==== PASSAGE GIVEN ====

Sometimes a subsystem needs to “get the hell out of Dodge.” Abandonment is an option, but only in response to bugs. And of course nobody in the process can stop it in its tracks. What if we want to back out the callstack to some point, know that no-one on the stack is going to stop us, but then recover and keep going within the same process?

Exceptions were close to what we wanted here. But unfortunately, code on the stack can catch an in-flight exception, thereby effectively suppressing the abort. We wanted something unsuppressable.

Enter aborts. We invented aborts mainly in support of our UI framework which used Functional Reactive Programming (FRP), although the pattern came up in a few spots. As an FRP recalculation was happening, it’s possible that events would enter the system, or new discoveries got made, that invalidate the current recalculation. If that happened – typically deep within some calculation whose stack was an interleaving of user and system code – the FRP engine needed to quickly get back to top of its stack where it could safely begin a recalculation. Thanks to all of that user code on the stack being functionally pure, aborting it mid-stream was easy. No errant side-effects would be left behind. And all engine code that was traversed was audited and hardened thoroughly, thanks to typed exceptions, to ensure invariants were maintained.

The abort design borrows a page from the capability playbook. First, we introduce a base type called AbortException. It may be used directly or subclassed. One of these is special: nobody can catch-and-ignore it. The exception is reraised automatically at the end of any catch block that attempts to catch it. We say that such exceptions are undeniable.

====

[WRITTEN TASK A]
In the passage on aborts, what happens to an AbortException at the end of any catch block that attempts to catch it?
[WRITTEN TASK B]
Carry on the passage on aborts, picking up right after its last sentence.

==== STORED ROWS ====

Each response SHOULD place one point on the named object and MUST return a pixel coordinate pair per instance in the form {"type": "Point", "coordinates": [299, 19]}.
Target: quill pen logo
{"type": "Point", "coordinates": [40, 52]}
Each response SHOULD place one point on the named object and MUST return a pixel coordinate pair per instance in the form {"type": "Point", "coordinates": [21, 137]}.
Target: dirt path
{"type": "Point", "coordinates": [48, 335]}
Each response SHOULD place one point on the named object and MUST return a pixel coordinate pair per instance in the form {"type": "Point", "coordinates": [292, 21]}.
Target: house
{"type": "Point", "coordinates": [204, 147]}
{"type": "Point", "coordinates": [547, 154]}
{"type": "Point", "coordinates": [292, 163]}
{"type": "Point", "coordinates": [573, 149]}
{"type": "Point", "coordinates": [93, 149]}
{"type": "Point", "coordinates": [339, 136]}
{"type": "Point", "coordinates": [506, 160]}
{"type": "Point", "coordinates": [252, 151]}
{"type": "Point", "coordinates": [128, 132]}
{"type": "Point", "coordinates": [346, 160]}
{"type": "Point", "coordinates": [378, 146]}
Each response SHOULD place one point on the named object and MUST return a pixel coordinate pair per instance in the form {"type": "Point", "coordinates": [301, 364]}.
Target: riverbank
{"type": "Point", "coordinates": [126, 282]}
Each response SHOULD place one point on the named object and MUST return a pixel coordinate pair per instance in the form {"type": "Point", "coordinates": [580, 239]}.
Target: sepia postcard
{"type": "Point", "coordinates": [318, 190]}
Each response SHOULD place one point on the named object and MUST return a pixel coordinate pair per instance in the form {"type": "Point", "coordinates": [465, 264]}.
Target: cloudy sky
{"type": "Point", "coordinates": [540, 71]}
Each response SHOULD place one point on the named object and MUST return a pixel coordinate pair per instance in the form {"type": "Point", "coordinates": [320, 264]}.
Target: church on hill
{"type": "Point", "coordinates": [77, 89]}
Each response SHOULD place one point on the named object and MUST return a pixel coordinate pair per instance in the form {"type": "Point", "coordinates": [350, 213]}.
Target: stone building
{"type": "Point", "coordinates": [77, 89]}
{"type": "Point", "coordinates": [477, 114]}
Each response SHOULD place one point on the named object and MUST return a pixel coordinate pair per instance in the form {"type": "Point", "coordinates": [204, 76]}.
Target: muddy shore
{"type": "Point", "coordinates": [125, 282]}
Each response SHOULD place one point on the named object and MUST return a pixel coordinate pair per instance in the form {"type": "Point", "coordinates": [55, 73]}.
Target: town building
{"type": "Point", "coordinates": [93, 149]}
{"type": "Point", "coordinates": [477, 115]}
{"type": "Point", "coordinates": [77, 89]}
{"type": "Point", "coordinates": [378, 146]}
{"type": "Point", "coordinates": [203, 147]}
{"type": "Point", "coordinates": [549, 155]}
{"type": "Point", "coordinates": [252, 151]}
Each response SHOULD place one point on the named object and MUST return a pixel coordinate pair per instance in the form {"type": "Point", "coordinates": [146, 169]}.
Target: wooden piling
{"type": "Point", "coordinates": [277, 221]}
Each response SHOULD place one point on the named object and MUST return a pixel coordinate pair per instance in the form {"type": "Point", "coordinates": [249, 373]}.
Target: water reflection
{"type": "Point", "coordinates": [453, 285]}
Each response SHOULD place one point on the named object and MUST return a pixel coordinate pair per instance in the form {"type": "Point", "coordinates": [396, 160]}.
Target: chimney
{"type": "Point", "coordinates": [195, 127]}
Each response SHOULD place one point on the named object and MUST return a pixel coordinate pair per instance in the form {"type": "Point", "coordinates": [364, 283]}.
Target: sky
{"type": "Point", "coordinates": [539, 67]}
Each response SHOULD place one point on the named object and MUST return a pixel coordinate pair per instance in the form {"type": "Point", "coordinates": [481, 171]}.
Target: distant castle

====

[EXERCISE OUTPUT A]
It is reraised automatically.

[EXERCISE OUTPUT B]
But someone’s got to catch an abort. The whole idea is to exit a context, not tear down the entire process a la abandonment. And here’s where capabilities enter the picture. Here’s the basic shape of AbortException:

public immutable class AbortException : Exception {
    public AbortException(immutable object token);
    public void Reset(immutable object token);
    // Other uninteresting members omitted...
}

Notice that, at the time of construction, an immutable token is provided; in order to suppress the throw, Reset is called, and a matching token must be provided. If the token doesn’t match, abandonment occurs. The idea is that the throwing and intended catching parties of an abort are usually the same, or at least in cahoots with one another, such that sharing the token securely with one another is easy to do. This is a great example of objects as unforgeable capabilities in action.

And yes, an arbitrary piece of code on the stack can trigger an abandonment, but such code could already do that by simply dereferencing null. This technique prohibits executing in the aborting context when it might not have been ready for it.

Other frameworks have similar patterns. The .NET Framework has ThreadAbortException which is also undeniable unless you invoke Thread.ResetAbort; sadly, because it isn’t capability-based, a clumsy combination of security annotations and hosting APIs are required to stop unintended swallowing of aborts. More often, this goes unchecked.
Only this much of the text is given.